§ AIM OF THE EXERCISE
Repeat exactly the lines that run from the one containing "of the church" to the end of the data, and leave out all others.

Source data:
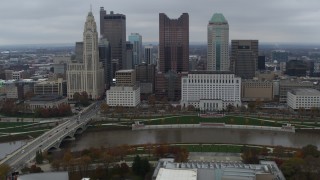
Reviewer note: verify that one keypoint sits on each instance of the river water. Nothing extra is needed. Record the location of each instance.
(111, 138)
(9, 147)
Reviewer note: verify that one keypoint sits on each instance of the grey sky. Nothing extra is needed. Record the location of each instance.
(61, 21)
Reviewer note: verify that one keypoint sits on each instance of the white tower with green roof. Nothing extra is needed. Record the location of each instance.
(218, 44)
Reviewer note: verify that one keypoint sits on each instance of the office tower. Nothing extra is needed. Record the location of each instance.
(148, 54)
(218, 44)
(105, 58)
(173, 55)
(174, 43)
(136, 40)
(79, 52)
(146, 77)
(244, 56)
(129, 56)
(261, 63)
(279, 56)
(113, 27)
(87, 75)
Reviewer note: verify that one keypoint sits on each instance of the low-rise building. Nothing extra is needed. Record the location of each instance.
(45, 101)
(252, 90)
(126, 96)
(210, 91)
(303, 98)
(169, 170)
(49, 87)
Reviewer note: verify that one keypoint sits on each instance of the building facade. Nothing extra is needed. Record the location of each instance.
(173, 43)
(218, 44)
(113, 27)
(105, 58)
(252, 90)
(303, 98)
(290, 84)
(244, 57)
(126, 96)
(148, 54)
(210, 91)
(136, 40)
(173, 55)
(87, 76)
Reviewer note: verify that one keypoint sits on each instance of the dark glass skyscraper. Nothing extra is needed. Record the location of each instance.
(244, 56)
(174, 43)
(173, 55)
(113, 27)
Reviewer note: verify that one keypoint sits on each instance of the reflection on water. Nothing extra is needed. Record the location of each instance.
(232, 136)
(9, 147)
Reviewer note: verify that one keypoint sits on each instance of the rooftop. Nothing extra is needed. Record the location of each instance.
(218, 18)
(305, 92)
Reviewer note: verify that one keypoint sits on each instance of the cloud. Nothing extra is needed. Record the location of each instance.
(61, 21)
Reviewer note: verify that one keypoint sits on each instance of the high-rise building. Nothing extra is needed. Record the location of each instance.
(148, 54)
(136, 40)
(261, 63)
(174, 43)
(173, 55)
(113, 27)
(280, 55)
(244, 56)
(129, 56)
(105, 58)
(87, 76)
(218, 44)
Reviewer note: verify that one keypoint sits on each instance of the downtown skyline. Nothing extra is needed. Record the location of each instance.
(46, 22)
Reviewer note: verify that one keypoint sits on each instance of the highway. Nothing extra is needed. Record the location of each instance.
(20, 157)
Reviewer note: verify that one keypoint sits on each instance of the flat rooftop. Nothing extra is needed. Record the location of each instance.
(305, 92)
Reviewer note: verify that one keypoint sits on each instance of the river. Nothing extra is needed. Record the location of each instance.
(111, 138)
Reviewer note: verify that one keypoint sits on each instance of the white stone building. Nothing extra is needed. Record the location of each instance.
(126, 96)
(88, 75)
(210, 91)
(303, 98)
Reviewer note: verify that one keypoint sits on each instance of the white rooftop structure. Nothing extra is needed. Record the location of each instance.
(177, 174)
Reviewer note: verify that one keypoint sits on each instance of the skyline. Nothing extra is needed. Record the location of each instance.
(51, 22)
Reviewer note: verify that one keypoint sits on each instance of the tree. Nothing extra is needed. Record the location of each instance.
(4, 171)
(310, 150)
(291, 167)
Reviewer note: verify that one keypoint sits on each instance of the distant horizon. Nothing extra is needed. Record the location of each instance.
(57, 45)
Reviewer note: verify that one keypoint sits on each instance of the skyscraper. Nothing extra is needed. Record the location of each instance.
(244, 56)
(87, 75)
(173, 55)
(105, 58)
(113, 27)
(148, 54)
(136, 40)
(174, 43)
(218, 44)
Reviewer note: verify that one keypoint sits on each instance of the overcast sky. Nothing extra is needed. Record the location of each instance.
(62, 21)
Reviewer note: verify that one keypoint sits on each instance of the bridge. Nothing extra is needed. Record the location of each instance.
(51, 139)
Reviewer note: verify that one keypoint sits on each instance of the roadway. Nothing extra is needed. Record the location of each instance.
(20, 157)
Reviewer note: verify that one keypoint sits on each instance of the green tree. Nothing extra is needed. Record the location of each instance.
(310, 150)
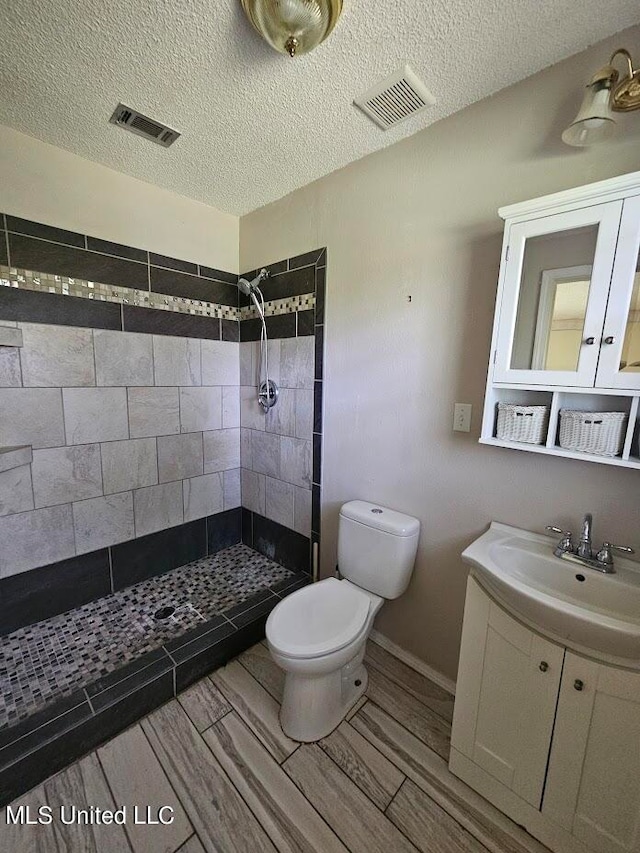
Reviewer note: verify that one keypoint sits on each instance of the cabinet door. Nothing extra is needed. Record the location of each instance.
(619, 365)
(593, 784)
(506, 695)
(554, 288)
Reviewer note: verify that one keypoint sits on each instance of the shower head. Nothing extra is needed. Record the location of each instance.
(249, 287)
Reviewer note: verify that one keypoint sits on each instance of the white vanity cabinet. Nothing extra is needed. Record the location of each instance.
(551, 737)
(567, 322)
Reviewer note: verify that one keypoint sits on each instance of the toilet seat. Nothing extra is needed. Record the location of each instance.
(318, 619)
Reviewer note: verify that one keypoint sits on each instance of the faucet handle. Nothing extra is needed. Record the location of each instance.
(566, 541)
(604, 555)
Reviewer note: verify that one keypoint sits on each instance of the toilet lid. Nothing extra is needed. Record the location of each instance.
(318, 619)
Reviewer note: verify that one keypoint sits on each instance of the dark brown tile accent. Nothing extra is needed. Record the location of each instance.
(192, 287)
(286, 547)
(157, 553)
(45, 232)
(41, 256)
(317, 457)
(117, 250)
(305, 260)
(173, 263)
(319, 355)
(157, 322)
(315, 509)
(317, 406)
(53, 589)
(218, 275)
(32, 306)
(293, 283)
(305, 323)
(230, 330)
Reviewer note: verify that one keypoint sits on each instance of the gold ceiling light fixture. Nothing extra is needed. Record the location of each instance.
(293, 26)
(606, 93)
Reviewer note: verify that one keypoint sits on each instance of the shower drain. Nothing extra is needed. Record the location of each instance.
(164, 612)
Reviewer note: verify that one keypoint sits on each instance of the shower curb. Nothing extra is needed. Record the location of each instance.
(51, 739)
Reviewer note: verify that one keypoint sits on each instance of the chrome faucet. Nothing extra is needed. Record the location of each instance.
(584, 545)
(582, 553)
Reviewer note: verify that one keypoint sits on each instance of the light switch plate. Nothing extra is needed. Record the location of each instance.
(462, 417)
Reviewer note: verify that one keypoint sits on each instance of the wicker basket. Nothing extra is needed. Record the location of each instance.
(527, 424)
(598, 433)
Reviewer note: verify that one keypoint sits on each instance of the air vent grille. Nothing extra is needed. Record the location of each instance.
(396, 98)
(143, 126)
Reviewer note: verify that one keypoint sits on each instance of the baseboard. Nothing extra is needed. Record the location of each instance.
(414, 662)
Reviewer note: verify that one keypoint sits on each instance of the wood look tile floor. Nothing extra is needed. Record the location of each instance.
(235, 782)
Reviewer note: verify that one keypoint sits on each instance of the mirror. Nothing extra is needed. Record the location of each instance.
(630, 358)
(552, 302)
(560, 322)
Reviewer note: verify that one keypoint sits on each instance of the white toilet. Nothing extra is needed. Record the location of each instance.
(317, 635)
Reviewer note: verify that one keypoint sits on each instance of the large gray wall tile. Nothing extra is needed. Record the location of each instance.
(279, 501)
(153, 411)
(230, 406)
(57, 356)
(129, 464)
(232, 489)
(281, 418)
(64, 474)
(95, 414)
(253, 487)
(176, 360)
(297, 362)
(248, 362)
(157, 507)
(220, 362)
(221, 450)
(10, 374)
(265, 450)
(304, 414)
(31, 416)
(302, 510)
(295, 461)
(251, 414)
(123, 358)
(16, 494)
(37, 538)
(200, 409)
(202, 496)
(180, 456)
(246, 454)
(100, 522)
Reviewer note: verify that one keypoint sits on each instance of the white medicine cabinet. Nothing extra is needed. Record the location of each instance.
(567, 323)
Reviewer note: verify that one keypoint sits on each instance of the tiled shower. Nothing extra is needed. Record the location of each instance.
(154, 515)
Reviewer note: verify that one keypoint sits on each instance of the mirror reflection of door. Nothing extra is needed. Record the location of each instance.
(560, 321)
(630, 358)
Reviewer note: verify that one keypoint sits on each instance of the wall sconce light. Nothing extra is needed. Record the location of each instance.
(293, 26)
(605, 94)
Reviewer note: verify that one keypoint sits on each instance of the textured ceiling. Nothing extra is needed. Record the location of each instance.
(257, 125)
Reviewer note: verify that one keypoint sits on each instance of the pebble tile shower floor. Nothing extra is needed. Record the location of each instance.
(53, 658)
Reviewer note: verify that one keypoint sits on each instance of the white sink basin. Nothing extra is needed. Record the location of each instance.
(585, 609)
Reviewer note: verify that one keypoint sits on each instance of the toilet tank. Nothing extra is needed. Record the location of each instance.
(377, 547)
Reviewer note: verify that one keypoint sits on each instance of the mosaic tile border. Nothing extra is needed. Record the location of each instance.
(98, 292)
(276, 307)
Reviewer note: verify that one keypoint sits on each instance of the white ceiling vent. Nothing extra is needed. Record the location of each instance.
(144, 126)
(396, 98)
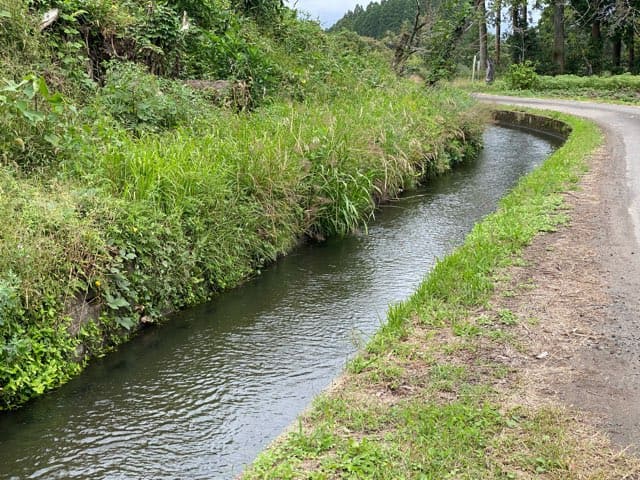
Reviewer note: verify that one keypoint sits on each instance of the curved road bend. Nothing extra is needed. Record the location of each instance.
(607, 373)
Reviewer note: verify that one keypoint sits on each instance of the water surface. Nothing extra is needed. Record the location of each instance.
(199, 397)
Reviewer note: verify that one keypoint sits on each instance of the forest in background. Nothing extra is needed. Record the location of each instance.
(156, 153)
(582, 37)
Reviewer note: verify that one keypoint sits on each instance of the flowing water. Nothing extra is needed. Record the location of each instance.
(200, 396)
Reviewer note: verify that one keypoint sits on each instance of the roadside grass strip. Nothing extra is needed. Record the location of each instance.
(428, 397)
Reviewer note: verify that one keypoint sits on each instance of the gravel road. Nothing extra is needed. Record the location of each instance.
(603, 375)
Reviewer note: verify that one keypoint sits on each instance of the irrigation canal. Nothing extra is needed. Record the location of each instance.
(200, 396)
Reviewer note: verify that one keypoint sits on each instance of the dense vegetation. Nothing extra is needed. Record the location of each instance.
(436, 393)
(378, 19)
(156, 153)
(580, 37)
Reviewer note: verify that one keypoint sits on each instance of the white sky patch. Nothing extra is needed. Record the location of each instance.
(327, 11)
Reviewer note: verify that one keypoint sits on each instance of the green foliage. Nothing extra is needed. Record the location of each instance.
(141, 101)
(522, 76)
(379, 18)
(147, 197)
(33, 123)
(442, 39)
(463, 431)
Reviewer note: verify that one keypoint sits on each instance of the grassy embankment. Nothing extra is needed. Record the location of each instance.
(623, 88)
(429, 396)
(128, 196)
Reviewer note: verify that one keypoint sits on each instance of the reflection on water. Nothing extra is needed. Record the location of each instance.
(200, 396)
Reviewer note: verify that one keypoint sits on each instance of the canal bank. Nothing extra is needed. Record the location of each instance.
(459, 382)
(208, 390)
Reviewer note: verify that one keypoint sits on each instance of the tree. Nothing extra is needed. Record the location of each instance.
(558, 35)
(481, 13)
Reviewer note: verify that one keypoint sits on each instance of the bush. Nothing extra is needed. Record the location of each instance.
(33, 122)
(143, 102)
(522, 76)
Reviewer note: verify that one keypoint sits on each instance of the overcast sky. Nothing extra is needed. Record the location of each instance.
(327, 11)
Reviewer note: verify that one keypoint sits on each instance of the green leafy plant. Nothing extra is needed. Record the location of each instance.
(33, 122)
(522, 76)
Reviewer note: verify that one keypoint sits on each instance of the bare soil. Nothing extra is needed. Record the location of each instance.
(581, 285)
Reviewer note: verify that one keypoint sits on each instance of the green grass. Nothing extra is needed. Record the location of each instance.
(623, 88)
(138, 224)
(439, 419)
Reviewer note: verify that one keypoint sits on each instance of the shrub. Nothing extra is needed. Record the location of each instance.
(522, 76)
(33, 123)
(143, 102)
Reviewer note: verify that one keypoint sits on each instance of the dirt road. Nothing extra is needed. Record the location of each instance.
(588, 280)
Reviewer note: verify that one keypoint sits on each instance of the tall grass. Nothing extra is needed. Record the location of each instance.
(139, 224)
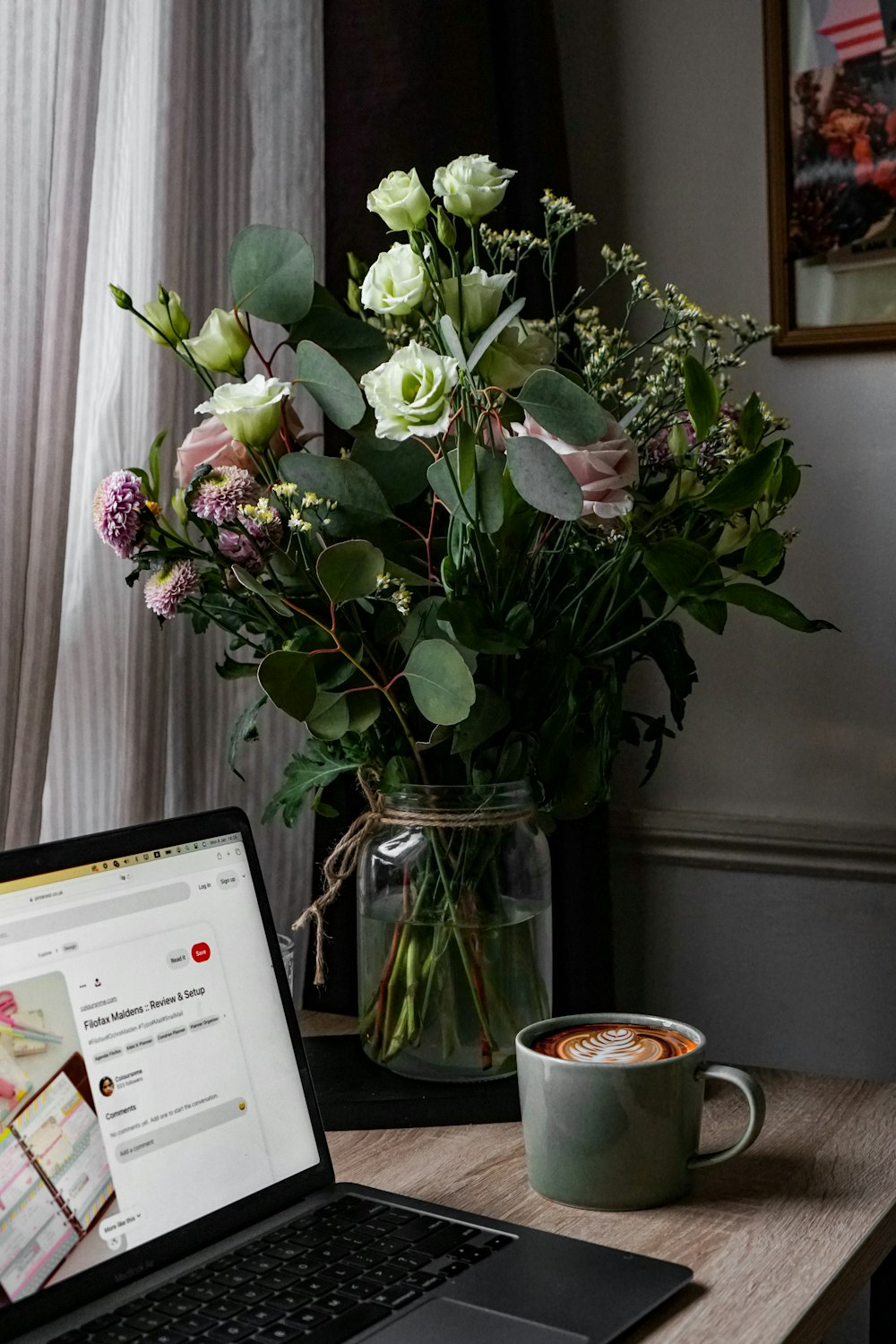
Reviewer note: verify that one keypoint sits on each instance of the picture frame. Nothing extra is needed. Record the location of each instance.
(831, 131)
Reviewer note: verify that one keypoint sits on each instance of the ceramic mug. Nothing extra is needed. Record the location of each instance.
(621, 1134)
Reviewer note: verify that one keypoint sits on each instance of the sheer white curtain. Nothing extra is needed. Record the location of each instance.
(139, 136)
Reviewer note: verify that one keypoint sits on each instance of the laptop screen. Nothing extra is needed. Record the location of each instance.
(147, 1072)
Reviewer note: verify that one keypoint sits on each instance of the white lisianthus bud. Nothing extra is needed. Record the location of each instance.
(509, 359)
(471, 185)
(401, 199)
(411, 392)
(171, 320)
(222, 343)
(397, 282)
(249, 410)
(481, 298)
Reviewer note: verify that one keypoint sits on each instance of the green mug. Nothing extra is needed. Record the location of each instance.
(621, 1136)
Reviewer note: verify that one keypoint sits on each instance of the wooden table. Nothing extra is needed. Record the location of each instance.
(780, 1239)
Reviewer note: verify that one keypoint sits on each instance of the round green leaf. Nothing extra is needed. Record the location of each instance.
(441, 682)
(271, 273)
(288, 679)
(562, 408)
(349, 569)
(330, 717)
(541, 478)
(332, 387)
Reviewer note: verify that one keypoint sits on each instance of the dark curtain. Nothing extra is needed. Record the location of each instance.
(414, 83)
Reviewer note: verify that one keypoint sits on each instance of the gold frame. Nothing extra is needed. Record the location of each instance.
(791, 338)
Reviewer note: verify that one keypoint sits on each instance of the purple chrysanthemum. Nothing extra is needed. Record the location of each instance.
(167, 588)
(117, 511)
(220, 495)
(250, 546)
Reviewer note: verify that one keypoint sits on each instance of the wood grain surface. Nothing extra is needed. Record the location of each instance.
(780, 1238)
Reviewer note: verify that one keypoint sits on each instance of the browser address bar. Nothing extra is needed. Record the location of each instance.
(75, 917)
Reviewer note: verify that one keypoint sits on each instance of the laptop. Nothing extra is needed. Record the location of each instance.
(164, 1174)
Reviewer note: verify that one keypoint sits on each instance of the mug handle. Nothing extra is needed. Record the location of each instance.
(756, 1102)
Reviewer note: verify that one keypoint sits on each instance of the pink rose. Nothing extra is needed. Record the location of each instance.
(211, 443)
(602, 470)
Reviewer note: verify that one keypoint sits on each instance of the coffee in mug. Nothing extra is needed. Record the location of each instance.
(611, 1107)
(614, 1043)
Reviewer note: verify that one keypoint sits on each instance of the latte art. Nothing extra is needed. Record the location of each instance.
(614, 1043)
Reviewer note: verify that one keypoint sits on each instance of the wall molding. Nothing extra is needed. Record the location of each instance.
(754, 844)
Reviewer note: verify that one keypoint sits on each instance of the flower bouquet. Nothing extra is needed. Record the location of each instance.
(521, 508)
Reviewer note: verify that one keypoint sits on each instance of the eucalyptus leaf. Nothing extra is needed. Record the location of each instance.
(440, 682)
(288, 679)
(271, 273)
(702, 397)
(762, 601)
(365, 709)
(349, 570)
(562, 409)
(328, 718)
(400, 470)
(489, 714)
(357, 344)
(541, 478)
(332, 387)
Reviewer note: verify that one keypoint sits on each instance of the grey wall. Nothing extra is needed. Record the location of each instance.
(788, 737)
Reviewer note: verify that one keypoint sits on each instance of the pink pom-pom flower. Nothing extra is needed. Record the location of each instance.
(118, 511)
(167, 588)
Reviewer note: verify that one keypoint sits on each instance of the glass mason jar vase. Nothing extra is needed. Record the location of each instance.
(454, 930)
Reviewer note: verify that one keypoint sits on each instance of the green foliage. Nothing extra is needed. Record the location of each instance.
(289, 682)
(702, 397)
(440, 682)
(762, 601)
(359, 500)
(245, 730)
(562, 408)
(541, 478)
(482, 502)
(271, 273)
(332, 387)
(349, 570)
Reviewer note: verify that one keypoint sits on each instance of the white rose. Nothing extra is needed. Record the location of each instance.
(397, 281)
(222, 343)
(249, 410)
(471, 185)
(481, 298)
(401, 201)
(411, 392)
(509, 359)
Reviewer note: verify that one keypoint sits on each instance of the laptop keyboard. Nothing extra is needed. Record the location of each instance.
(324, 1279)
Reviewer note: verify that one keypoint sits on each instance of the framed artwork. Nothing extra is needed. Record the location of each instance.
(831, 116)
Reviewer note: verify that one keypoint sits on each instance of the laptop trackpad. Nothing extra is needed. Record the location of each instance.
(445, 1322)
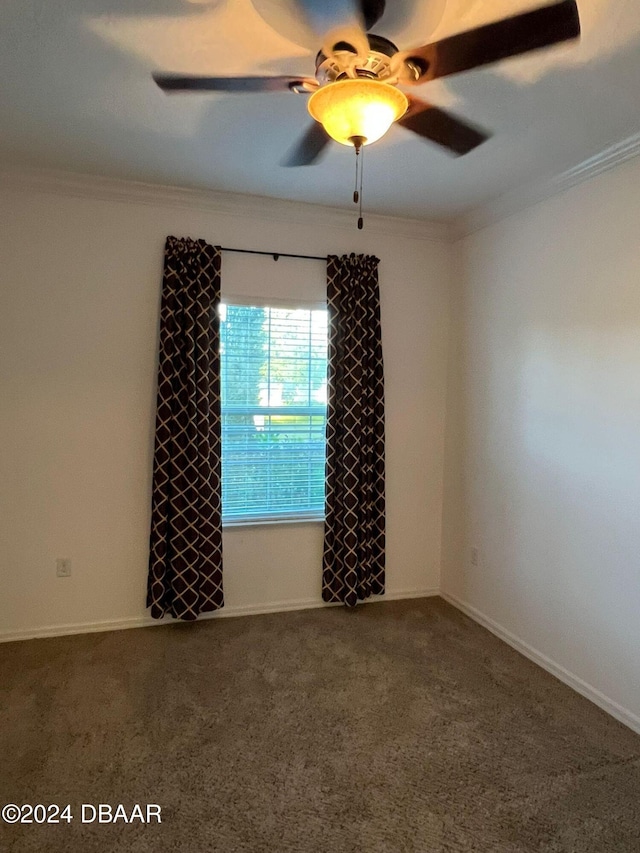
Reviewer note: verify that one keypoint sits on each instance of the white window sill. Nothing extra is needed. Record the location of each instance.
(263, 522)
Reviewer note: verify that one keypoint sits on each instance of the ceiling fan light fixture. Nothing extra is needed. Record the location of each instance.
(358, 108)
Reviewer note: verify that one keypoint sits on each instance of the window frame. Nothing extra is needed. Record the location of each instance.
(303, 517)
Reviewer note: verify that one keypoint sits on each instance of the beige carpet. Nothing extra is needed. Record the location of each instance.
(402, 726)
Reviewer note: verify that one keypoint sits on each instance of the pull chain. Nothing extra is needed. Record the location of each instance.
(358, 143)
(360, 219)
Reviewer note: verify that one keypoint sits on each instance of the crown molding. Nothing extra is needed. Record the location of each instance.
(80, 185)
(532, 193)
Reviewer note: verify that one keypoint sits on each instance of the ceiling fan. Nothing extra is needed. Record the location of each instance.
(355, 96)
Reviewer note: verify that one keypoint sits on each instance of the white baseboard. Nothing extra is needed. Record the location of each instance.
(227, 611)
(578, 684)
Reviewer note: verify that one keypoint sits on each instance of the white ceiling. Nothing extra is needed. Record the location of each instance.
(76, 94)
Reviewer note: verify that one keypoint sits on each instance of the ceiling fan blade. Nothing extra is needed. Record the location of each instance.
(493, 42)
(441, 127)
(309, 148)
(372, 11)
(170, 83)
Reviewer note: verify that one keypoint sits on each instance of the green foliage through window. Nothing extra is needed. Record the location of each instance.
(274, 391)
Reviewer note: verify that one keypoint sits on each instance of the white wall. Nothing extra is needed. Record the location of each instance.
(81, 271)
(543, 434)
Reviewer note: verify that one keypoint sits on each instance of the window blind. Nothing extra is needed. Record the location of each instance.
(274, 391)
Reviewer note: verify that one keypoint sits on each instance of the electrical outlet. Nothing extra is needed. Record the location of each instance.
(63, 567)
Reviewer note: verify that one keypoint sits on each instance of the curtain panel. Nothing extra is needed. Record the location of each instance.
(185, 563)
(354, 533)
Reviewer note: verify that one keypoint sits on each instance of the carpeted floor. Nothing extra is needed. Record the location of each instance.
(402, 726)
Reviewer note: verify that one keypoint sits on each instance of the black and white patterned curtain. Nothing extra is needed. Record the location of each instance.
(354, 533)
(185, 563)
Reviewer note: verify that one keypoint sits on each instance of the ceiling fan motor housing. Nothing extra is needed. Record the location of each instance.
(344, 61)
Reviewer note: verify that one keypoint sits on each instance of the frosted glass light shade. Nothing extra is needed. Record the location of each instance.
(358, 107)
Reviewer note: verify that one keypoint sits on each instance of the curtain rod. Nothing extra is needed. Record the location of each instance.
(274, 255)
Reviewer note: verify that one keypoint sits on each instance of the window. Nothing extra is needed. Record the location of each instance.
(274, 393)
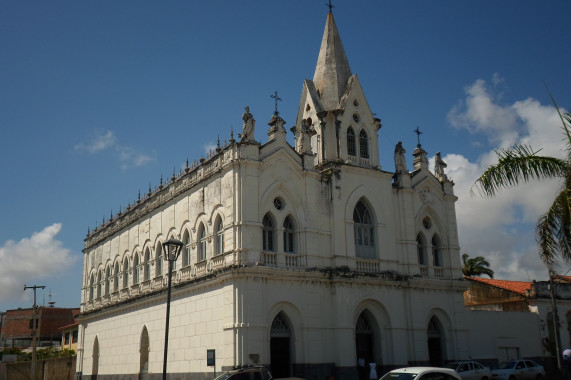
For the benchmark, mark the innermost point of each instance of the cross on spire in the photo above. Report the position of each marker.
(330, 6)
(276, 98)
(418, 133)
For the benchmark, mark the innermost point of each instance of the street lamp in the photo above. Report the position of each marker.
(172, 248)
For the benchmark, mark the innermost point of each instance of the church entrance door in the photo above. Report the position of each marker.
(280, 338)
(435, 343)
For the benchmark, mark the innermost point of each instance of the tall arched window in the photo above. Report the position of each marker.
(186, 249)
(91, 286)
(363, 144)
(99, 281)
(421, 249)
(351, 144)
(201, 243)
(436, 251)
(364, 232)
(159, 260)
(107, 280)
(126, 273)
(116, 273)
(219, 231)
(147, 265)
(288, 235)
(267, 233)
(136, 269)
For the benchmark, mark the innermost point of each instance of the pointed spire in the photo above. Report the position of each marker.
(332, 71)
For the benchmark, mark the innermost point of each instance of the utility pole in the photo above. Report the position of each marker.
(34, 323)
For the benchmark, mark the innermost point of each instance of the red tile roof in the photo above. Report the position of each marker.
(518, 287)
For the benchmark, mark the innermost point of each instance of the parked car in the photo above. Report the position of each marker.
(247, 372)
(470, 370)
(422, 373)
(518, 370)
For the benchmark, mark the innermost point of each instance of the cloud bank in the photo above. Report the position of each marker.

§ EXERCISE RESPONSE
For the benchmark, mark the innermost point of each instance of the church entrance door in the photo above. Report the position of each marker.
(280, 338)
(435, 343)
For the benchmark, mark the innermost point of each instance of the tall arched window in the photo above. Report the position of each marker.
(186, 249)
(91, 286)
(363, 144)
(99, 281)
(421, 249)
(351, 144)
(201, 243)
(436, 251)
(364, 232)
(159, 260)
(107, 280)
(126, 273)
(116, 273)
(219, 231)
(147, 265)
(288, 235)
(267, 233)
(136, 269)
For the benchmark, mark the innermost point of each instance of the pointed spire in the photo above. Report the position of each marker.
(332, 71)
For the benchmark, mark the innermost point of each instance of the utility pole in the photo above. Report the position of each marker.
(34, 323)
For the benchmark, mark the innermost point of each instance of the red tile roof in the photo above. Report the position of each marker.
(518, 287)
For the benchmark, mark the innermost point of each instance of the parked car in the photo above. Report the position of each marker.
(247, 372)
(470, 370)
(422, 373)
(518, 370)
For the benchmark, mark the innermost point of each instance of the cloud bank in the photo above. Report the position of each marker.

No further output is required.